> _EXERCISE DESCRIPTION_:
Reproduce every one of the following rows verbatim, omitting the pictures from your reply.

▬▬▬▬▬▬▬▬▬▬

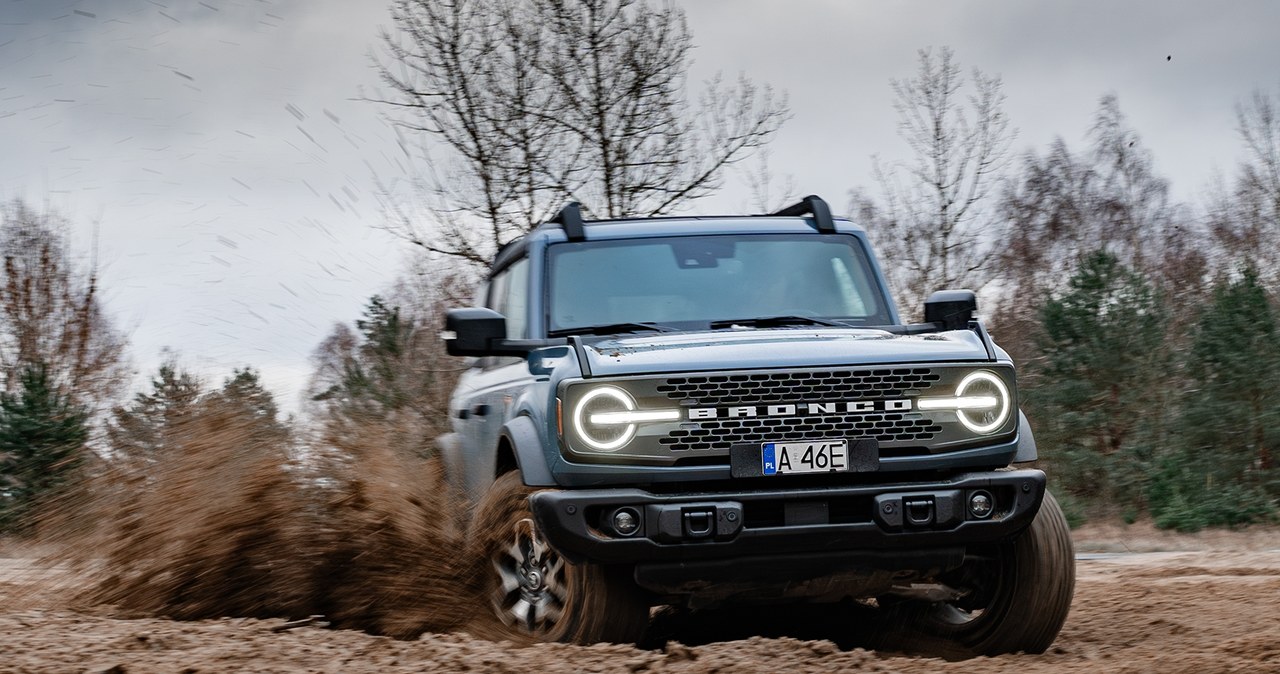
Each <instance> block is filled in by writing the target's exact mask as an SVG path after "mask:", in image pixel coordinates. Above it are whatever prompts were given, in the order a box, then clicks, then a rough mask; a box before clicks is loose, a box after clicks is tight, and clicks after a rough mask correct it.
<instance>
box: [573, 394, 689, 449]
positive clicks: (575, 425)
mask: <svg viewBox="0 0 1280 674" xmlns="http://www.w3.org/2000/svg"><path fill="white" fill-rule="evenodd" d="M570 418H571V419H572V427H573V435H575V436H576V437H577V439H579V440H581V441H582V444H585V445H586V446H589V448H591V449H594V450H596V451H614V450H617V449H620V448H622V446H623V445H626V444H627V443H630V441H631V440H632V439H634V437H635V435H636V427H637V426H639V425H641V423H653V422H671V421H680V411H678V409H636V402H635V399H634V398H631V394H628V393H627V391H625V390H622V389H620V388H617V386H596V388H594V389H591V390H590V391H588V393H586V394H584V395H582V396H581V398H579V399H577V402H576V403H573V413H572V416H571V417H570Z"/></svg>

▬▬▬▬▬▬▬▬▬▬

> _EXERCISE SOLUTION_:
Each <instance> block is filled in by writing the target's exact mask as an SVG path after "mask:", in image pixel coordinates. Above it are whatever prompts were given, in the order a box, then clicks, then a rough mask; a box before clicks is loose, a box after clicks is tight, and clicks after a rough mask correct it.
<instance>
box: [573, 394, 689, 449]
positive clicks: (575, 425)
mask: <svg viewBox="0 0 1280 674" xmlns="http://www.w3.org/2000/svg"><path fill="white" fill-rule="evenodd" d="M570 418H571V419H572V427H573V435H575V436H576V437H577V439H579V440H581V441H582V444H585V445H586V446H589V448H591V449H594V450H596V451H614V450H617V449H620V448H622V446H623V445H626V444H627V443H630V441H631V440H632V439H634V437H635V435H636V427H637V426H639V425H641V423H653V422H671V421H680V411H678V409H636V402H635V399H634V398H631V394H628V393H627V391H625V390H622V389H620V388H617V386H596V388H594V389H591V390H590V391H588V393H586V394H584V395H582V396H581V398H579V399H577V402H576V403H573V413H572V416H571V417H570Z"/></svg>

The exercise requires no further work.